Each record that follows should be repeated exactly, with no pictures carried over.

■ **DATA FOR REVIEW**:
━━━━━━━━━━━━━━━━━━━━

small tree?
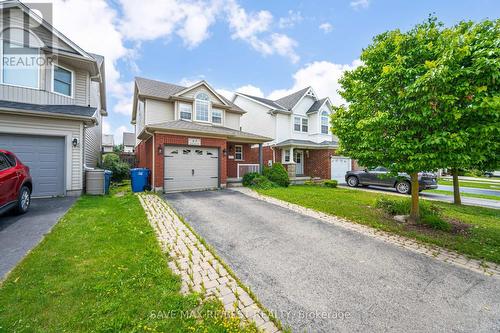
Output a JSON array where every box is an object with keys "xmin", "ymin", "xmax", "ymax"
[{"xmin": 332, "ymin": 18, "xmax": 448, "ymax": 222}]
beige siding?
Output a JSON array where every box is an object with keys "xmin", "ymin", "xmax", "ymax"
[
  {"xmin": 0, "ymin": 112, "xmax": 84, "ymax": 192},
  {"xmin": 145, "ymin": 99, "xmax": 174, "ymax": 124},
  {"xmin": 180, "ymin": 86, "xmax": 225, "ymax": 105},
  {"xmin": 225, "ymin": 112, "xmax": 241, "ymax": 130},
  {"xmin": 74, "ymin": 70, "xmax": 89, "ymax": 105}
]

━━━━━━━━━━━━━━━━━━━━

■ **ANSWER TO THE PROBLEM**:
small tree?
Output a JSON array where every box is an object with keys "xmin", "ymin", "xmax", "ymax"
[{"xmin": 332, "ymin": 18, "xmax": 448, "ymax": 222}]
beige siding?
Output a JSON array where every box is an object with keys "xmin", "ymin", "xmax", "ymax"
[
  {"xmin": 0, "ymin": 112, "xmax": 84, "ymax": 192},
  {"xmin": 145, "ymin": 99, "xmax": 174, "ymax": 124},
  {"xmin": 180, "ymin": 86, "xmax": 225, "ymax": 105},
  {"xmin": 225, "ymin": 112, "xmax": 241, "ymax": 130},
  {"xmin": 74, "ymin": 70, "xmax": 89, "ymax": 105}
]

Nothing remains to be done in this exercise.